((

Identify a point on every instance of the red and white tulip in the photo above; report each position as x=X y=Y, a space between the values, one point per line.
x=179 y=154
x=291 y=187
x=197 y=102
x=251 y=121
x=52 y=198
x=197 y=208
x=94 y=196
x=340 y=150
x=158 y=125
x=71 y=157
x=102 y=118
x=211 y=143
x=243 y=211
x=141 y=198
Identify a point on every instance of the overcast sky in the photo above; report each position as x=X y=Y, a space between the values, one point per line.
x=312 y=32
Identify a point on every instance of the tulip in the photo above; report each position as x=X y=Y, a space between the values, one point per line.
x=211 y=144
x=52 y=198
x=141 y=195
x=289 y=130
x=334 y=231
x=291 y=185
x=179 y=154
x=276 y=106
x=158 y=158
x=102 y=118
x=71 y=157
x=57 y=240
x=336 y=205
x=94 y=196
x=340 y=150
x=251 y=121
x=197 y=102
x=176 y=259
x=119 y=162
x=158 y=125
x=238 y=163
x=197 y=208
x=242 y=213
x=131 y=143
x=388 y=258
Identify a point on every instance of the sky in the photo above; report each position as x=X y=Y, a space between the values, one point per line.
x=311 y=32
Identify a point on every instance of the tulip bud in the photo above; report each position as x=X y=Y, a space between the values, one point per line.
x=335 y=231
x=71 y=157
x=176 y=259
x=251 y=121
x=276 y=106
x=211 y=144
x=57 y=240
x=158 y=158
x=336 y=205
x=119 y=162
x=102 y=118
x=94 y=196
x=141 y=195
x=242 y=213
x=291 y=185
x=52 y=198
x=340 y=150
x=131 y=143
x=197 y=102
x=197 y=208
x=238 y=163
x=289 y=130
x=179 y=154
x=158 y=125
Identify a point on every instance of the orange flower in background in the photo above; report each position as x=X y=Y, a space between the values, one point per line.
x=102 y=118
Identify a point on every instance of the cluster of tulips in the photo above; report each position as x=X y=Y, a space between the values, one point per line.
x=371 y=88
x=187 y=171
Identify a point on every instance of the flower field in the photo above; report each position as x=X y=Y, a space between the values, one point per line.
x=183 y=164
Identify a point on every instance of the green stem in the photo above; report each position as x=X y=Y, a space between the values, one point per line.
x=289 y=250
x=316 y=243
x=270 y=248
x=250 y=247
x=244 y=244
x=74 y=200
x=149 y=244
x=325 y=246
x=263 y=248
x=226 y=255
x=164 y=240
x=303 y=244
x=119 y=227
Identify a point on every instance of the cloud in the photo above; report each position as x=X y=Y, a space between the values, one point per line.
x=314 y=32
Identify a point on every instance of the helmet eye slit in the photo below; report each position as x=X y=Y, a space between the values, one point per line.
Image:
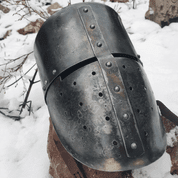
x=77 y=66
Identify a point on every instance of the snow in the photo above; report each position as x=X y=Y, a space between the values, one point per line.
x=23 y=143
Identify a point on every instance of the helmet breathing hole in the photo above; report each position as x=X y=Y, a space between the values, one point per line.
x=93 y=73
x=80 y=104
x=138 y=110
x=145 y=133
x=100 y=94
x=114 y=143
x=107 y=118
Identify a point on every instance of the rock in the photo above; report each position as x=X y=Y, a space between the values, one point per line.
x=32 y=27
x=52 y=8
x=4 y=9
x=162 y=12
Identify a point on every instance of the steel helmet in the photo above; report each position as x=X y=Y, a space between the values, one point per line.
x=98 y=95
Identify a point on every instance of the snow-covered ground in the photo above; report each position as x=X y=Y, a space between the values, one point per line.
x=23 y=143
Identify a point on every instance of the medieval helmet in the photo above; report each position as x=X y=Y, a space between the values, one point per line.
x=99 y=98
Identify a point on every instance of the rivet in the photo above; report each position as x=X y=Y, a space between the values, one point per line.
x=85 y=10
x=117 y=89
x=92 y=26
x=125 y=116
x=54 y=72
x=134 y=146
x=99 y=44
x=108 y=64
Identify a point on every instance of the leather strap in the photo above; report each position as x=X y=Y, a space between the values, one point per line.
x=69 y=161
x=167 y=113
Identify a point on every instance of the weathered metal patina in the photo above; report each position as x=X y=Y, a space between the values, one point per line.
x=98 y=95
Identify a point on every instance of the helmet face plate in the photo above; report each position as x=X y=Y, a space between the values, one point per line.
x=102 y=106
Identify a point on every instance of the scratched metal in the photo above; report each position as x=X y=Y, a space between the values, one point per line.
x=99 y=98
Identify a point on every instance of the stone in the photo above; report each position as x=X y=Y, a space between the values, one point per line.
x=32 y=27
x=162 y=12
x=52 y=8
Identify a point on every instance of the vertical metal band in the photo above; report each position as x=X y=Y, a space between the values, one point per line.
x=114 y=83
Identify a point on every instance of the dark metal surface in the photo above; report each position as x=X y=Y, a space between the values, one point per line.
x=62 y=41
x=102 y=106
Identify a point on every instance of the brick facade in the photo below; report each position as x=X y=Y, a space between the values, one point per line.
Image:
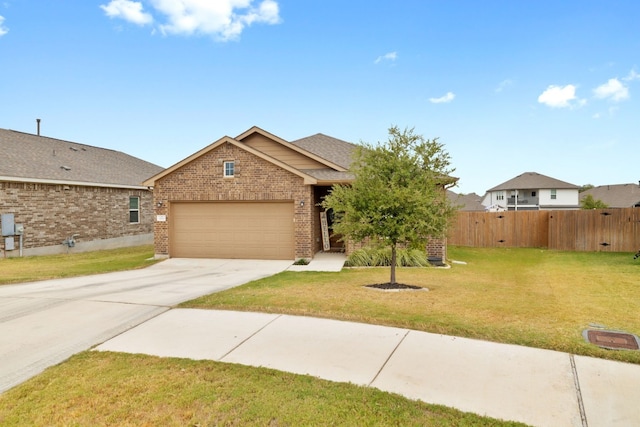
x=50 y=213
x=255 y=179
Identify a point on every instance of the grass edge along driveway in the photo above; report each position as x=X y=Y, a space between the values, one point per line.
x=531 y=297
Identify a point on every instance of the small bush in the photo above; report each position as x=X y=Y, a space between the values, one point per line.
x=381 y=257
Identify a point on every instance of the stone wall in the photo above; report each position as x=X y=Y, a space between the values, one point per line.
x=51 y=213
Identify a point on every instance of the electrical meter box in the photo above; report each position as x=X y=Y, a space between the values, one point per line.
x=8 y=224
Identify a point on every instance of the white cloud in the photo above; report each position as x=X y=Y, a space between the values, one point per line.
x=224 y=19
x=633 y=75
x=613 y=89
x=3 y=29
x=391 y=56
x=128 y=10
x=561 y=97
x=443 y=99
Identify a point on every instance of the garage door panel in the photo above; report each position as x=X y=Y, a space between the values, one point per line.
x=232 y=230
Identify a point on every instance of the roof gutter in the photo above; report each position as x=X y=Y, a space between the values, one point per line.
x=76 y=183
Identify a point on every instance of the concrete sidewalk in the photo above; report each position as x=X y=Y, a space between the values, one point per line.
x=533 y=386
x=323 y=261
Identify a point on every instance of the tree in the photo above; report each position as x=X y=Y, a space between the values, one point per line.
x=397 y=196
x=590 y=203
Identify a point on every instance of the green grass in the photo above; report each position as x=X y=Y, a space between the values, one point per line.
x=100 y=389
x=532 y=297
x=29 y=269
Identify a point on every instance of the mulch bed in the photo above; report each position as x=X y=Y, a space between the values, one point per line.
x=394 y=286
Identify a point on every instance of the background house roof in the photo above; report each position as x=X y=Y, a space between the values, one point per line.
x=616 y=196
x=533 y=181
x=466 y=202
x=27 y=157
x=335 y=150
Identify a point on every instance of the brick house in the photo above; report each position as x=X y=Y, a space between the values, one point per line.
x=60 y=191
x=255 y=196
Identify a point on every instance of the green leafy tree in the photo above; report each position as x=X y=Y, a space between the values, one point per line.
x=590 y=203
x=397 y=196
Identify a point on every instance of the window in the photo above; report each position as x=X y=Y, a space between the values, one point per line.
x=134 y=209
x=229 y=169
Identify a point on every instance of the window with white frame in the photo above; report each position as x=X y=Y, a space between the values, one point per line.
x=229 y=169
x=134 y=210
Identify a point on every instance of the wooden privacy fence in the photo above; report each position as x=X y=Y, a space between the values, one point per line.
x=611 y=230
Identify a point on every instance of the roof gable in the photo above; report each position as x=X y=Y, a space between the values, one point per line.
x=308 y=179
x=336 y=150
x=284 y=150
x=33 y=158
x=616 y=196
x=533 y=181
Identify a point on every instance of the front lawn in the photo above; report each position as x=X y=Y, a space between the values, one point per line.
x=532 y=297
x=34 y=268
x=100 y=389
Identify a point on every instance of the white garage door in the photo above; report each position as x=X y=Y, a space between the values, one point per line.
x=232 y=230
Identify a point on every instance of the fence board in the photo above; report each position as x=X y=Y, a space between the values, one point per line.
x=610 y=230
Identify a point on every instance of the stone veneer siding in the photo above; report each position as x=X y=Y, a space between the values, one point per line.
x=51 y=212
x=256 y=179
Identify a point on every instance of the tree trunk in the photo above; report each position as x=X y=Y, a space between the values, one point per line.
x=393 y=265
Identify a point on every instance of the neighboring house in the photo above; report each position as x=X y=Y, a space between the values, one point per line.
x=61 y=191
x=532 y=191
x=615 y=196
x=466 y=202
x=255 y=196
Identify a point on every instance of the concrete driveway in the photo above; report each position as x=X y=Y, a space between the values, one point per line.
x=44 y=323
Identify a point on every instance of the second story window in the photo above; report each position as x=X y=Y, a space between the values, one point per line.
x=229 y=169
x=134 y=210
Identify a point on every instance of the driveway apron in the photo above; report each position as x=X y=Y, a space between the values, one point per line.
x=44 y=323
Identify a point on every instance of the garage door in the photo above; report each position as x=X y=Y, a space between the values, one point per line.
x=232 y=230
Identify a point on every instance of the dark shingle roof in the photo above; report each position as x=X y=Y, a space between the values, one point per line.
x=335 y=150
x=329 y=175
x=26 y=156
x=616 y=196
x=533 y=181
x=466 y=202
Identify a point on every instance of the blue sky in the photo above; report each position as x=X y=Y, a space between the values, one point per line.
x=509 y=86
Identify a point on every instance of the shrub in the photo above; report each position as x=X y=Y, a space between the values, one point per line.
x=381 y=257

))

*STATED TASK*
Arrange the entries as a two-column CSV with the headers instruction and points, one row per entry holding its text and its answer, each in a single quoted field with line breaks replaced by spaces. Begin at the first entry and stop after the line that has "x=388 y=258".

*SOLVED PROBLEM*
instruction,points
"Identify a point on every instance of the red and white tulip in the photo above; report each position as x=X y=Y, a space between the values, one point per line.","x=179 y=154 x=291 y=187 x=197 y=102 x=251 y=121 x=52 y=198 x=197 y=208 x=94 y=196 x=340 y=150 x=158 y=125 x=71 y=157 x=102 y=118 x=211 y=143 x=243 y=211 x=141 y=198"
"Identify a point on every instance of the overcast sky in the photo above; report each position as x=X y=Y, a space between the values, one point per line.","x=312 y=32"
"Identify a point on every instance of the tulip in the photo above; report each position as x=X y=Y, a space between the values, one point per line.","x=211 y=144 x=52 y=198 x=141 y=195 x=289 y=130 x=334 y=231 x=291 y=185 x=179 y=154 x=276 y=106 x=158 y=158 x=102 y=118 x=71 y=157 x=57 y=240 x=336 y=205 x=94 y=196 x=340 y=150 x=251 y=121 x=197 y=102 x=176 y=259 x=119 y=162 x=158 y=125 x=238 y=163 x=197 y=208 x=242 y=213 x=131 y=143 x=388 y=258"